Anti-Bot Evasion

Disclaimer

qCrawl is intended for ethical and research purposes only. Users should use this software at their own risk.

Modern websites employ sophisticated anti-bot detection systems to prevent automated scraping. qCrawl provides a comprehensive set of framework-level features to help you avoid detection while respecting website policies and legal boundaries.

qCrawl's anti-bot capabilities work at the framework level and apply to all downloaders (HTTP, Camoufox, etc.).

These features help you:

Mimic human behavior - Natural request patterns and timing
Avoid fingerprinting - Rotate user agents, headers, and proxies
Handle rate limiting - Respect server capacity with intelligent throttling
Manage sessions - Automatic cookie and header handling
Recover gracefully - Smart retry strategies with exponential backoff

qCrawl Anti-Bot Capabilities

1. Rate Limiting and Throttling

Control request rate to mimic human browsing patterns:

custom_settings = {
    # Global concurrency limit
    "CONCURRENCY": 3,

    # Per-domain concurrency (prevents overwhelming single domain)

## OBJECTIVE
Resume the qCrawl anti-bot evasion guide above from its last line and carry it forward.

## EXCERPTED RECORDS
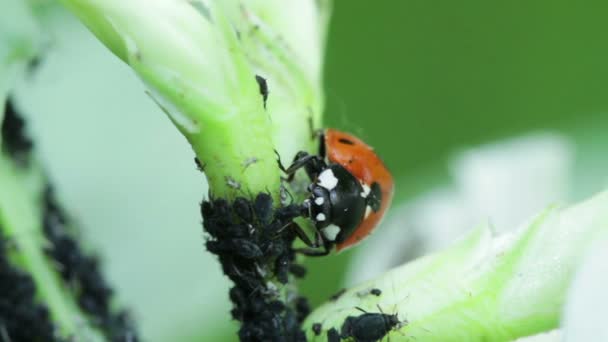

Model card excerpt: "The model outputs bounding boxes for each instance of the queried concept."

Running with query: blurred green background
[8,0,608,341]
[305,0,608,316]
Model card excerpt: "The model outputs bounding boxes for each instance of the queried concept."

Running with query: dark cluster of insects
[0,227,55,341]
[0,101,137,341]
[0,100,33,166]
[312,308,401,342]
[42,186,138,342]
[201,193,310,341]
* * *
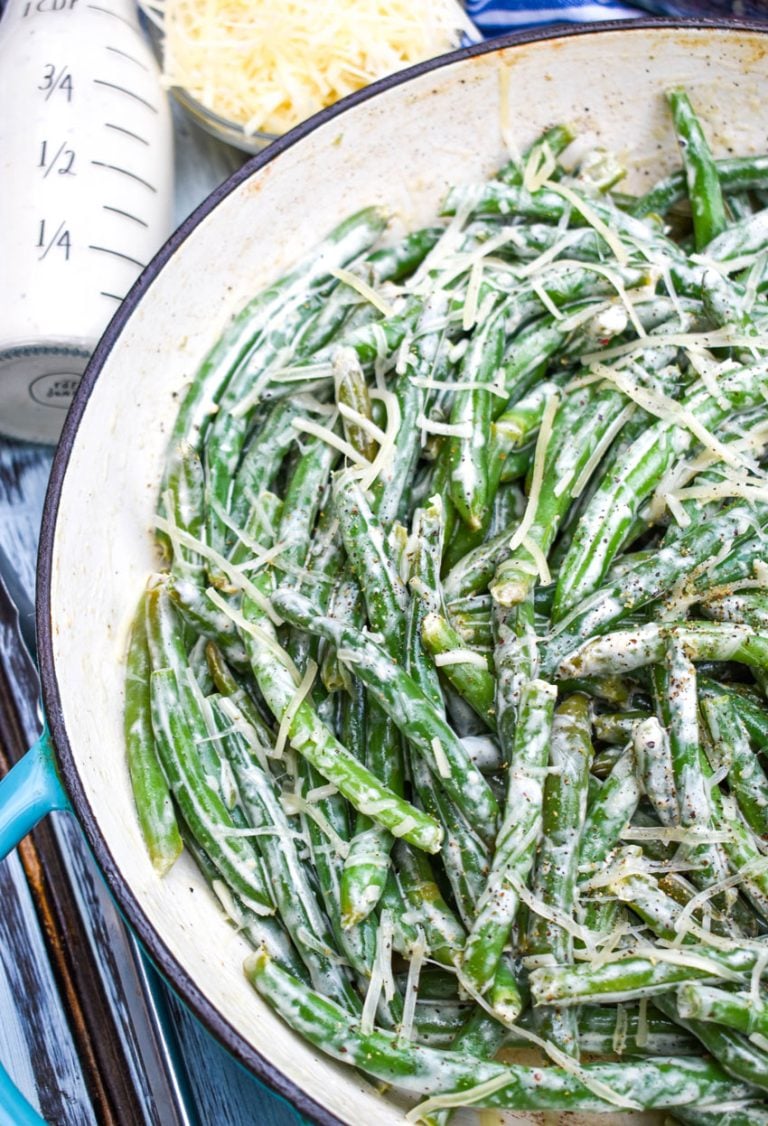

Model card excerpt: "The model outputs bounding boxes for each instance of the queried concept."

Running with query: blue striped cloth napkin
* * *
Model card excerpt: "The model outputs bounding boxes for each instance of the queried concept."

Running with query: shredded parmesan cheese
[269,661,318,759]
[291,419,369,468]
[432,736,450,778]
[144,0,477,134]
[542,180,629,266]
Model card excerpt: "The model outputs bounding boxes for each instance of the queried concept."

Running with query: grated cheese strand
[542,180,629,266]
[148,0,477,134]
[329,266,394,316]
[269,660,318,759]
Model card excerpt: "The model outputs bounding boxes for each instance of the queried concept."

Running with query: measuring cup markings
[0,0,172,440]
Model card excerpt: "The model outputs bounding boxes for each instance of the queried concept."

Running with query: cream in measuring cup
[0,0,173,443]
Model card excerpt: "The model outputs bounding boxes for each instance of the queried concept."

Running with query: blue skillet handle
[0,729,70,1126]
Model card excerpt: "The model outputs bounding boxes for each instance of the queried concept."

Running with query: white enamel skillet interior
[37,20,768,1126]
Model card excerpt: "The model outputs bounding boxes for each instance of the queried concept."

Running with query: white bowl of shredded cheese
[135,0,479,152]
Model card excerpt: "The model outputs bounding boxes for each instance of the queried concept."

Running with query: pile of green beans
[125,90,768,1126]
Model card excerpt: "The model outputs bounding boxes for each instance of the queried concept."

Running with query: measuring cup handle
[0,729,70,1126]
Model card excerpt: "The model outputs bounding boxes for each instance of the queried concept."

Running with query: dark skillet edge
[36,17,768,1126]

## REPLY
    "CONCURRENCY_PER_DOMAIN": 1,

    # Delay between requests to same domain (seconds)
    "DELAY_PER_DOMAIN": 2.0,

    # Random delay range (adds randomness to delays)
    "RANDOMIZE_DOWNLOAD_DELAY": True,

    # Download delay (global, across all domains)
    "DOWNLOAD_DELAY": 1.0,
}

Key Settings:

CONCURRENCY: Maximum concurrent requests across all domains
CONCURRENCY_PER_DOMAIN: Maximum concurrent requests per domain (most important for anti-bot)
DELAY_PER_DOMAIN: Minimum delay between requests to same domain
RANDOMIZE_DOWNLOAD_DELAY: Adds random variance to delays (0.5x to 1.5x)
DOWNLOAD_DELAY: Global minimum delay between any requests

Example Spider:

from qcrawl.core.spider import Spider

class PoliteSpider(Spider):
    name = "polite_spider"

    custom_settings = {
        "CONCURRENCY_PER_DOMAIN": 1,  # One request at a time per domain
        "DELAY_PER_DOMAIN": 3.0,       # 3 seconds between requests
        "RANDOMIZE_DOWNLOAD_DELAY": True,  # Vary timing naturally
    }

2. User Agent Rotation

Rotate user agents to avoid fingerprinting:

import random
from qcrawl.core.spider import Spider
from qcrawl.core.request import Request

class RotatingUserAgentSpider(Spider):
    name = "rotating_ua_spider"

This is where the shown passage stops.